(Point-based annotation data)
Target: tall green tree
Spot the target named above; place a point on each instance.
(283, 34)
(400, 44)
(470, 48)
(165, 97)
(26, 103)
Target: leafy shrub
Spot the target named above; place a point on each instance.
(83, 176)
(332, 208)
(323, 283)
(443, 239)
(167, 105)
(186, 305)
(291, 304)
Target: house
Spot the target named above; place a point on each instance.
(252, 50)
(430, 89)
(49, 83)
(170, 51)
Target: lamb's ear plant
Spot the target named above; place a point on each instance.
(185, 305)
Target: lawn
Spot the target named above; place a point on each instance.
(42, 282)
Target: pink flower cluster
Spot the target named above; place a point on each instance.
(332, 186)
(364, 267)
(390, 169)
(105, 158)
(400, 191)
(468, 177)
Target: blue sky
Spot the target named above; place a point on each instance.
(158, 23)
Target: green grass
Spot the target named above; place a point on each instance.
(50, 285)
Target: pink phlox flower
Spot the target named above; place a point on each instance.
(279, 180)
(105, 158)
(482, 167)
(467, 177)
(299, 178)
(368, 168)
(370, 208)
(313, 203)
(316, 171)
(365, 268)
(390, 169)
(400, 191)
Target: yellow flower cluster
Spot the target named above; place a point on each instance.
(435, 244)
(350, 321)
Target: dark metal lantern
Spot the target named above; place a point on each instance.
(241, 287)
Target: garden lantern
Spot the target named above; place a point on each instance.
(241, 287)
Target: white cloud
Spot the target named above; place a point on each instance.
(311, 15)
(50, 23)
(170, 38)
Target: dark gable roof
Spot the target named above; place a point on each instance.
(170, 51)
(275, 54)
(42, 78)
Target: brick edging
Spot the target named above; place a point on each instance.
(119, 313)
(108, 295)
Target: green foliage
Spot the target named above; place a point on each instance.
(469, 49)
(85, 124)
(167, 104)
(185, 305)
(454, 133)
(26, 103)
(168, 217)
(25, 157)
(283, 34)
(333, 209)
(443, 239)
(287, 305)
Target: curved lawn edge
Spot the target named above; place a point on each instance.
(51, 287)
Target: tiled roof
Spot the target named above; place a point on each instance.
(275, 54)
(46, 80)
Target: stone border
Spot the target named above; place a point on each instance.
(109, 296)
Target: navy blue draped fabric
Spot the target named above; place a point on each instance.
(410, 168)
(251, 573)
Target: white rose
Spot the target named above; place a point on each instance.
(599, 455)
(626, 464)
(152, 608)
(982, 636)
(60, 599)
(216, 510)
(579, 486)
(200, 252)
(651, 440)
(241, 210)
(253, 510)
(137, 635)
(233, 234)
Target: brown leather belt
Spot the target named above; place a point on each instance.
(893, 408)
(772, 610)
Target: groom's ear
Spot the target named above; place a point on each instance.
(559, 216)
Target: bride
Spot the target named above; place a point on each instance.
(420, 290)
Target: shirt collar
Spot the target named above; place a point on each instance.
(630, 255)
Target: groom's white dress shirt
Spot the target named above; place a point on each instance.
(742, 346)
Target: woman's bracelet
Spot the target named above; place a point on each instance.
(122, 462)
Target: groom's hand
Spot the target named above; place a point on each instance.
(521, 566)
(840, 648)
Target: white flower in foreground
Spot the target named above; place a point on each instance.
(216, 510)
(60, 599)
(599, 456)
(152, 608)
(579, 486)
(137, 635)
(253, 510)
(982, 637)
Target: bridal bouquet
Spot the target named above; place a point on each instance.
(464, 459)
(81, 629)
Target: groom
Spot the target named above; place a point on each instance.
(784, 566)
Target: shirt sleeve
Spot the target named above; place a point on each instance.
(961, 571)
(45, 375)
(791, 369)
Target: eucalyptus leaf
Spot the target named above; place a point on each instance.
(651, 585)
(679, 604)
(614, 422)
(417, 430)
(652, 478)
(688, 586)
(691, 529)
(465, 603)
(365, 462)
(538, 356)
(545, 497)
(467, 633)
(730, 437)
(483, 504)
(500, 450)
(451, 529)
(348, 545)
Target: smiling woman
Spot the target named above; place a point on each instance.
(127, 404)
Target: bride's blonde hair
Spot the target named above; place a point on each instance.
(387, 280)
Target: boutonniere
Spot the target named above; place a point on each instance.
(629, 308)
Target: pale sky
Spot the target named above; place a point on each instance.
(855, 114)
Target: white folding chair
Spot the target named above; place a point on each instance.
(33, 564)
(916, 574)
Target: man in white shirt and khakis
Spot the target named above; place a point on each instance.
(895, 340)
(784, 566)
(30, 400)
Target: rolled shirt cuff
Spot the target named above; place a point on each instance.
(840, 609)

**WHAT NEEDS TO BE DONE:** Rewrite all the records above, substituting "put a dot" for every occurrence of "place a point" and leaving everything else untouched.

**SOLVED EXERCISE:**
Target: tall green tree
Spot the target named above; put a dot on each instance.
(283, 34)
(400, 44)
(470, 48)
(165, 97)
(26, 103)
Target: leafy shrub
Spot the target named above; put a dot on each instance.
(83, 176)
(332, 208)
(323, 283)
(443, 239)
(167, 105)
(186, 305)
(291, 304)
Target: house
Spot the target named above; put a dot on each instance.
(252, 50)
(430, 89)
(49, 83)
(170, 51)
Target: lamb's ear plant
Spot the target named above; put a dot on each instance.
(185, 305)
Target: lawn
Spot the target named above; put a dot on each instance.
(42, 282)
Target: pink flower cluster
Spot the target named above; put a dot on each instance.
(332, 186)
(364, 267)
(390, 169)
(105, 158)
(400, 191)
(468, 177)
Target: blue sky
Spot the target named above; put a dot on each instance.
(158, 23)
Target: green grass
Spot the target named above; put a dot on each instance.
(50, 285)
Target: pink phlox flower
Spot the target named above; put a dot on each instance.
(279, 180)
(105, 158)
(482, 167)
(467, 177)
(299, 178)
(368, 168)
(370, 208)
(313, 203)
(316, 171)
(365, 268)
(390, 169)
(400, 191)
Target: yellow flower cluster
Spot the target named above; put a dot on each instance.
(435, 244)
(350, 321)
Target: dark metal lantern
Spot the target named above; put a dot on each instance.
(241, 287)
Target: garden lantern
Spot the target named above; put a dot on each instance.
(241, 287)
Target: white cloud
Spot the target named above; put a dot on each instance.
(311, 15)
(50, 23)
(170, 38)
Target: dark gable roof
Spot the target named above; put a dot on each instance.
(170, 51)
(275, 54)
(42, 78)
Target: brick edging
Spot the target named above; put a dot on each instance.
(119, 313)
(108, 295)
Target: green foliage
Spot the target named above; put a dot on each instance.
(469, 49)
(85, 124)
(167, 104)
(185, 305)
(454, 133)
(26, 103)
(168, 217)
(25, 157)
(283, 34)
(333, 209)
(443, 239)
(287, 305)
Target: curved lawn edge
Spot the target named above; put a dot on each instance.
(51, 287)
Target: tiled roof
Spot the target named above; put a dot on each instance.
(275, 54)
(46, 80)
Target: stone border
Spot the target named above; put a dot on each instance.
(109, 296)
Target: navy blue draped fabric
Spot the target named above; put a dot on each instance.
(410, 168)
(251, 573)
Target: white rose
Spot the target named above; put a dot on each instance.
(599, 455)
(626, 464)
(152, 608)
(982, 636)
(60, 599)
(216, 510)
(579, 486)
(200, 252)
(651, 440)
(241, 210)
(253, 510)
(137, 635)
(233, 234)
Target: brown leather belt
Spot the target named above; put a dot on each instance.
(893, 408)
(772, 610)
Target: groom's ear
Spot the target named above; put a dot on each instance.
(559, 216)
Target: bride
Spot the target named above; put a dot on each instance.
(420, 290)
Target: shirt collar
Spot the target named above; put a dot on each instance.
(630, 255)
Target: groom's white dress shirt
Spot the target named above; put a dot on each instance.
(742, 346)
Target: woman's bracelet
Spot the target named above; put a dot on each instance.
(122, 462)
Target: groom's hand
Spot the target named above; put a dot on each instance.
(521, 566)
(840, 648)
Target: white flower in foreground
Spot the target named above; put a dot on each instance.
(216, 510)
(60, 599)
(599, 456)
(152, 608)
(579, 486)
(137, 635)
(253, 510)
(982, 637)
Target: bridal bouquet
Spot the target named above; put a dot on each instance.
(464, 459)
(81, 629)
Target: groom
Spot the target named above; put a dot on each instance.
(784, 566)
Target: shirt sleeve
Spot the target named above; put a dot on each instance.
(961, 571)
(45, 375)
(791, 369)
Target: eucalyptus leaf
Spot the target named above; put a dot on each instance.
(651, 585)
(679, 604)
(614, 422)
(417, 430)
(652, 478)
(688, 586)
(691, 529)
(465, 603)
(365, 462)
(538, 356)
(545, 497)
(467, 633)
(730, 437)
(483, 504)
(500, 450)
(451, 529)
(348, 545)
Target: smiling woman
Spot the target named above; put a dot on each instance.
(127, 404)
Target: bride's blonde hair
Spot the target named above; put a dot on each instance.
(387, 280)
Target: boutonniere
Spot the target named above; put a dot on each instance.
(629, 308)
Target: pale sky
Spot the target named above; put a dot on each instance.
(855, 114)
Target: white folding chair
Spot the target named above; put a dot on each instance.
(33, 564)
(916, 574)
Target: man in white shirt and khakis
Spot the target named above; put a dot on each instance.
(895, 340)
(784, 566)
(30, 400)
Target: rolled shirt cuff
Spot the target named above; put a dot on each instance.
(840, 609)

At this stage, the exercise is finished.